◆ Information supplied
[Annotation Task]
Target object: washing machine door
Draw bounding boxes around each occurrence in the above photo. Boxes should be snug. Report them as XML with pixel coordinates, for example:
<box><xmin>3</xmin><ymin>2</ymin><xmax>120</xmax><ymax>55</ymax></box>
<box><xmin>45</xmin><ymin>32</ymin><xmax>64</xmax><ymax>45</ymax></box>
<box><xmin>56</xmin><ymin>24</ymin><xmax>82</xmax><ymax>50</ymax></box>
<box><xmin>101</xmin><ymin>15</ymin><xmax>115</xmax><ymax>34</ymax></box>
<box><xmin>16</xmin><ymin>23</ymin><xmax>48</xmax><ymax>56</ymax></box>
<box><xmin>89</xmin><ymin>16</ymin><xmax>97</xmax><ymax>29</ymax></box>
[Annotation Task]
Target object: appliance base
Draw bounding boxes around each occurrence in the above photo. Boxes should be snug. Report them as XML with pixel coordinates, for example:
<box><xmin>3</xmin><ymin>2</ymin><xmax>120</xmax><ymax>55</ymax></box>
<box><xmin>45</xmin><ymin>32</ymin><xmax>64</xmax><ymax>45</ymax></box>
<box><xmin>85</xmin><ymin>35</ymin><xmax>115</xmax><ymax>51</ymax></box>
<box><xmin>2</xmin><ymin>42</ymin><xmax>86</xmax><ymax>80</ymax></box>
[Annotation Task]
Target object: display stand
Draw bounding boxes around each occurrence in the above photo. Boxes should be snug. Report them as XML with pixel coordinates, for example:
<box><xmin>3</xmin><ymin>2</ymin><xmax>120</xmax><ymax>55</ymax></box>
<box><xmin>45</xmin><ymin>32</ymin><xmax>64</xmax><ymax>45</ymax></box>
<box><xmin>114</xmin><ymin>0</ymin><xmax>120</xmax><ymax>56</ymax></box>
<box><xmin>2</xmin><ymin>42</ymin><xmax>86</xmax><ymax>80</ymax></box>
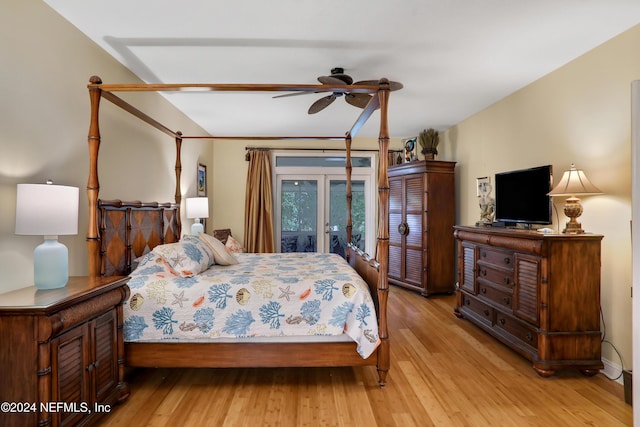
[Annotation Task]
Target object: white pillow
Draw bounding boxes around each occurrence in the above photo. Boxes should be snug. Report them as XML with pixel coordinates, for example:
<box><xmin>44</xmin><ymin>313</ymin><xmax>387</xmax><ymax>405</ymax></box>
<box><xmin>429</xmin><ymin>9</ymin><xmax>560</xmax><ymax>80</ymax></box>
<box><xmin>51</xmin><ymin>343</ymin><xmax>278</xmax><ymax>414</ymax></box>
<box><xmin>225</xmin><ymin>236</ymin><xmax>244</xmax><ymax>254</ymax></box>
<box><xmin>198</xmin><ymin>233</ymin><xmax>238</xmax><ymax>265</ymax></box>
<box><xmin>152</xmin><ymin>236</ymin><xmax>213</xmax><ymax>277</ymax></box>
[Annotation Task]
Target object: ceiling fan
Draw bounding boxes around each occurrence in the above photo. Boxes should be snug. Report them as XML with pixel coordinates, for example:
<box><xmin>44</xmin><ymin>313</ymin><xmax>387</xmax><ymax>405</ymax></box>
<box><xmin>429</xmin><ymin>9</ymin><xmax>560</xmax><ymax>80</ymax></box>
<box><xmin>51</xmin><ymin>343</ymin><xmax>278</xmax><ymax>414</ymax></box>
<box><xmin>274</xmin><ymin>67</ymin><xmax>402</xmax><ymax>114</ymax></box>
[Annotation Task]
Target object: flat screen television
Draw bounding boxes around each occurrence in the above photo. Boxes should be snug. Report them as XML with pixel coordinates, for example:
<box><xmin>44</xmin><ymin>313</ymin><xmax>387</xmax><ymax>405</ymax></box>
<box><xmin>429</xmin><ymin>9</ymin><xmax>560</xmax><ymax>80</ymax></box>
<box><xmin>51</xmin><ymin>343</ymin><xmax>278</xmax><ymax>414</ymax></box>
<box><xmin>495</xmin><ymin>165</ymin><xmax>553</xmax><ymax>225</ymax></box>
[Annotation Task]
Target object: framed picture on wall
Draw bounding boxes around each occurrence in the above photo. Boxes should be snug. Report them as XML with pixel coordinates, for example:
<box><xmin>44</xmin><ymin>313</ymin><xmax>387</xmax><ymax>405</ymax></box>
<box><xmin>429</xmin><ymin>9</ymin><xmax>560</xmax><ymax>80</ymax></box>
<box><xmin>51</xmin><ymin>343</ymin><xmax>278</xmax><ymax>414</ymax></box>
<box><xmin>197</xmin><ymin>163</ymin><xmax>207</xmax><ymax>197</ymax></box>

◆ What to work on
Output every entry word for word, but omit the pictures.

◆ Full answer
[Annotation Task]
Target object: washing machine door
Draw bounding boxes around each occurrence in the above photo. Boxes should be snug. Report them as XML with pixel coordinates, for example:
<box><xmin>3</xmin><ymin>2</ymin><xmax>120</xmax><ymax>55</ymax></box>
<box><xmin>45</xmin><ymin>32</ymin><xmax>64</xmax><ymax>45</ymax></box>
<box><xmin>56</xmin><ymin>24</ymin><xmax>82</xmax><ymax>50</ymax></box>
<box><xmin>101</xmin><ymin>15</ymin><xmax>115</xmax><ymax>34</ymax></box>
<box><xmin>16</xmin><ymin>23</ymin><xmax>48</xmax><ymax>56</ymax></box>
<box><xmin>89</xmin><ymin>16</ymin><xmax>97</xmax><ymax>29</ymax></box>
[Annotation Task]
Target object: appliance base
Draw bounding boxes around each occurrence in the above photo. Boxes should be snug. Report them as XML with pixel coordinates, for example:
<box><xmin>3</xmin><ymin>2</ymin><xmax>120</xmax><ymax>55</ymax></box>
<box><xmin>45</xmin><ymin>32</ymin><xmax>64</xmax><ymax>45</ymax></box>
<box><xmin>85</xmin><ymin>35</ymin><xmax>115</xmax><ymax>51</ymax></box>
<box><xmin>2</xmin><ymin>42</ymin><xmax>86</xmax><ymax>80</ymax></box>
[Annotation Task]
Target object: display stand
Draw bounding boxes around each occurrence in the above photo. Boxes should be snug. Report them as XML with pixel coordinates, for example:
<box><xmin>3</xmin><ymin>2</ymin><xmax>120</xmax><ymax>55</ymax></box>
<box><xmin>45</xmin><ymin>32</ymin><xmax>64</xmax><ymax>45</ymax></box>
<box><xmin>114</xmin><ymin>0</ymin><xmax>120</xmax><ymax>56</ymax></box>
<box><xmin>2</xmin><ymin>42</ymin><xmax>86</xmax><ymax>80</ymax></box>
[Annotation Task]
Target object: white pillow
Draw bounding boxes around each occurrence in the above photo. Boxes should be snug. Report them as XML with pixel coordinates, for example:
<box><xmin>44</xmin><ymin>313</ymin><xmax>387</xmax><ymax>405</ymax></box>
<box><xmin>429</xmin><ymin>9</ymin><xmax>560</xmax><ymax>80</ymax></box>
<box><xmin>51</xmin><ymin>343</ymin><xmax>278</xmax><ymax>414</ymax></box>
<box><xmin>225</xmin><ymin>236</ymin><xmax>244</xmax><ymax>254</ymax></box>
<box><xmin>198</xmin><ymin>233</ymin><xmax>238</xmax><ymax>265</ymax></box>
<box><xmin>152</xmin><ymin>236</ymin><xmax>213</xmax><ymax>277</ymax></box>
[Annotation Task]
Target object: ceiling fan
Draw bounding boxes around each occurrence in the above photo. Boxes should be snug. Report them as XML with pixel coordinates, for example:
<box><xmin>44</xmin><ymin>313</ymin><xmax>387</xmax><ymax>405</ymax></box>
<box><xmin>429</xmin><ymin>9</ymin><xmax>560</xmax><ymax>80</ymax></box>
<box><xmin>51</xmin><ymin>343</ymin><xmax>278</xmax><ymax>414</ymax></box>
<box><xmin>274</xmin><ymin>67</ymin><xmax>402</xmax><ymax>114</ymax></box>
[Annotation Task]
Target object: flat screen television
Draw bounding boxes around each occurrence in the above photo. Boxes should be snug. Report them as XML with pixel coordinates, for example:
<box><xmin>44</xmin><ymin>313</ymin><xmax>387</xmax><ymax>405</ymax></box>
<box><xmin>429</xmin><ymin>9</ymin><xmax>560</xmax><ymax>80</ymax></box>
<box><xmin>51</xmin><ymin>343</ymin><xmax>278</xmax><ymax>414</ymax></box>
<box><xmin>495</xmin><ymin>165</ymin><xmax>553</xmax><ymax>225</ymax></box>
[Annotation Task]
Target object: framed picture on wall
Draw bounding boxes around each occurrence in the above photo. Boxes should be snug. Report them as XML with pixel coordinates, for example:
<box><xmin>44</xmin><ymin>313</ymin><xmax>387</xmax><ymax>405</ymax></box>
<box><xmin>429</xmin><ymin>9</ymin><xmax>560</xmax><ymax>80</ymax></box>
<box><xmin>51</xmin><ymin>343</ymin><xmax>278</xmax><ymax>414</ymax></box>
<box><xmin>197</xmin><ymin>163</ymin><xmax>207</xmax><ymax>197</ymax></box>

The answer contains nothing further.